WHAT THE TASK ASKS ->
Reproduce every line of the listing below word for word, in the same order.

+---+

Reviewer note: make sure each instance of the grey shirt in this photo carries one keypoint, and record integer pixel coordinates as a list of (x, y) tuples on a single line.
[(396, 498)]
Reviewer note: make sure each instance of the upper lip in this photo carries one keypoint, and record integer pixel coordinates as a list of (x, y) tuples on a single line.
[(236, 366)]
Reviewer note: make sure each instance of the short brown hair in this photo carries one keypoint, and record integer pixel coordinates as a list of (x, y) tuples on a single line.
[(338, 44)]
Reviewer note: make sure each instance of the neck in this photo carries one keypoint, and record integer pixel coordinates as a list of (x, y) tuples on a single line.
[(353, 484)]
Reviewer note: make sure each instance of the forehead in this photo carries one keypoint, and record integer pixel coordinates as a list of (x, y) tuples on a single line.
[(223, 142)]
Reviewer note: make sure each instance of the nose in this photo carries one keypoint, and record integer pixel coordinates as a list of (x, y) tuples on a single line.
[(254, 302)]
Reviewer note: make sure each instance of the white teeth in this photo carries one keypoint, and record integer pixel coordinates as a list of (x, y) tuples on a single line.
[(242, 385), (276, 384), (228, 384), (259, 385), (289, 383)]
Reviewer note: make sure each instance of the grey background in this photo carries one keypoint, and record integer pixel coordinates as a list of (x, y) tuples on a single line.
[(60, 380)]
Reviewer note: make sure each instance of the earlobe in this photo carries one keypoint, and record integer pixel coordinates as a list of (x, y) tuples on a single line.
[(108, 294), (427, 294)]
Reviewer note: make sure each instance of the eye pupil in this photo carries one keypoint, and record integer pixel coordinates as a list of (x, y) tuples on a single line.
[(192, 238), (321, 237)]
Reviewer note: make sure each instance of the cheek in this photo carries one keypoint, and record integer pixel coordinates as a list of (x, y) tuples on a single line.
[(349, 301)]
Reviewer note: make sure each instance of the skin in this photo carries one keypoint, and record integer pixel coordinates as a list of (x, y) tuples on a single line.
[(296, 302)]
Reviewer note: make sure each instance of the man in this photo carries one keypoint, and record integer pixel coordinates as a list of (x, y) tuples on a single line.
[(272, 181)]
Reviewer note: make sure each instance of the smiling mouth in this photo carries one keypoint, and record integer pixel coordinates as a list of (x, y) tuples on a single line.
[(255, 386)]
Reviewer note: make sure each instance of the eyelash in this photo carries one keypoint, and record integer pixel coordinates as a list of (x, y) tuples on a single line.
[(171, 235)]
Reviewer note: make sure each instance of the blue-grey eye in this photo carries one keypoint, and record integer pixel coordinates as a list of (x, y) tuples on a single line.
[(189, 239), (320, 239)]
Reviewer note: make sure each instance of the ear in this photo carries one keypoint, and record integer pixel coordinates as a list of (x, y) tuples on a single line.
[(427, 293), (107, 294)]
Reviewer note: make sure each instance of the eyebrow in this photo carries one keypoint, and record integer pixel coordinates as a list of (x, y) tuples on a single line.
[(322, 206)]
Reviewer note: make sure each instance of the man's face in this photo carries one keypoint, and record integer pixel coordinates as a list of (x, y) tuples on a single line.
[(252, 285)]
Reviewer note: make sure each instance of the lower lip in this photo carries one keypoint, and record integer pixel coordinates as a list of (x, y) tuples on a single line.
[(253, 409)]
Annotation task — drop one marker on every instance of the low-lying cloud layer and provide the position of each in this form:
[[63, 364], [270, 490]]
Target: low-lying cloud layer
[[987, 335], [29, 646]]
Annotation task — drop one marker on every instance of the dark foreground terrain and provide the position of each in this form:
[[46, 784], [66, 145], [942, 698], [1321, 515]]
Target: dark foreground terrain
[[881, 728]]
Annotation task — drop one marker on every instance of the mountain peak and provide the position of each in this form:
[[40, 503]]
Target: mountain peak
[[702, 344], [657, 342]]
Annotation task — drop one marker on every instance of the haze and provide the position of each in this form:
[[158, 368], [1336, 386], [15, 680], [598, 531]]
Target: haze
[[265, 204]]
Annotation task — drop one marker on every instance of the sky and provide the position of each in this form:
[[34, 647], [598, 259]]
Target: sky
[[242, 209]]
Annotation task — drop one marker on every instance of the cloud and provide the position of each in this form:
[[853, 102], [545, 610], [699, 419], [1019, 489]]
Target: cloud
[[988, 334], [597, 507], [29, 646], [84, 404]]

+---+

THE ANSWER ->
Reviewer note: make sure each instance of the grey shirt in this photo carries one keypoint, and record integer pixel coordinates as a list of (x, y) tuples on a single line.
[(396, 498)]
Reviewer note: make sure each instance of the upper lip in this photo carries one keypoint, and record integer pixel coordinates as a list of (x, y) tuples on a single line.
[(236, 366)]
Reviewer note: make sure each instance of the short brown hair in this photo carries one keypoint, and record integer pixel coordinates as a list of (x, y) tuples on a single line.
[(338, 44)]
Reviewer note: make sure each instance of the neck in this photo carries one keypoint, and record integer pixel coordinates as a list of (x, y) tuples on a single line.
[(353, 484)]
Reviewer note: make sure each instance of the forehead in this photo carries one keypoint, and record integer pixel coordinates as a list of (x, y) tuples on a single line.
[(223, 142)]
Reviewer note: make sure each instance of the nose in this photo carries one keypoint, and record integer pixel coordinates as a list of (x, y) tuples on a single line.
[(254, 302)]
Reviewer note: make sure each instance of the white teeth in this photo carries one keypoint, and record integer pixel coordinates as a list of (x, y) tuples on a single line.
[(242, 385), (276, 384), (228, 384), (259, 385), (289, 383)]
Reviewer note: make sure each instance of the grey background in this photo carries one keypoint, and record integer pixel coordinates as a list of (x, y) tuples on a single line.
[(60, 380)]
Reviewer note: make sure each instance of the earlobe in this photo carries one keypoint, and record integer pixel coordinates as a list of (x, y) tuples on a single line.
[(108, 294), (427, 294)]
Reviewer note: make sure each instance of the eye pupil in this photo carries one keypoint, and record integer pixel coordinates as a list of (x, y) tuples on a single line.
[(192, 238), (321, 237)]
Reviewer note: make sure each instance of the cheek in this photo carries one keypoint, and record integer pixel coordinates as a list of (x, y) tuples on a single line.
[(349, 301)]
Reviewer note: make sure each instance of the skin in this photo carries one keypoint, and record integer pixel coordinates as a list of (x, y) tuples on a single line.
[(296, 302)]
Reviewer note: make sure each instance of the man in this photo carries one keypoint, and record integer pixel coordinates as a list of (x, y) tuples on a single line.
[(272, 181)]
Reviewer note: make sure each instance of the smiling mouth in this photo carries one keypoint, and record integer pixel coordinates as a list of (x, y) tuples on a single line.
[(255, 386)]
Reviewer note: make sure each instance of the eyelash in this photo carries one keypoint, and record integer pixel coordinates as a list of (x, y) tuples on a single line.
[(171, 235)]
Reviewer note: make sure each instance of the blue-grey eye in this photo carries one keypoint, and record integer pixel coordinates as a list of (x, y) tuples on a single line.
[(189, 239), (320, 239)]
Reviewer note: make sure each instance of the ear in this photo carries one keypoint, and record integer pixel coordinates as a list of (x, y) tuples on a single line.
[(427, 293), (107, 294)]
Reviewer note: make sure each instance of the eyebrow in this photo carries one keypoint, and record integer pixel coordinates as a list of (x, y) tuples on a single line.
[(322, 206)]
Reviewer note: make sure each instance of the man's face in this photo carries one keypoint, and record integer pixel coordinates as a list of (x, y) tuples on a single line.
[(252, 285)]
Reviewer note: make sure each instance of the lower lip in this photo carries one keypoint, and record integer pixel coordinates as a list of (x, y) tuples on a single line.
[(253, 409)]
Annotation task — drop one marker on every instance of the low-lying cloud layer and provide the position of each in this form:
[[63, 364], [270, 490]]
Target: low-lying cloud layer
[[987, 335], [29, 646]]
Annotation task — drop one marker on every instance of the dark foreground terrain and provide the position of each in this form:
[[46, 784], [66, 145], [942, 698], [1321, 515]]
Target: dark foreground terrain
[[881, 728]]
Annotation task — drop one marker on every instance of the mountain peak and provide the position of each in this form:
[[40, 503]]
Target: mountain peak
[[702, 344], [657, 342]]
Annotation task — drop one marker on every instance of the haze and provide the position of each in this form:
[[158, 368], [1336, 386], [15, 680], [598, 531]]
Target: haze
[[265, 204]]
Annotation task — drop one marker on every instance of the sky and provide the position of each in this form:
[[34, 647], [598, 259]]
Target: sky
[[242, 209]]
Annotation task — drop one marker on every instance of the cloud and provide the position of each in this form:
[[853, 102], [545, 610], [699, 419], [1019, 489]]
Target: cloud
[[988, 334], [597, 507], [29, 646], [84, 404]]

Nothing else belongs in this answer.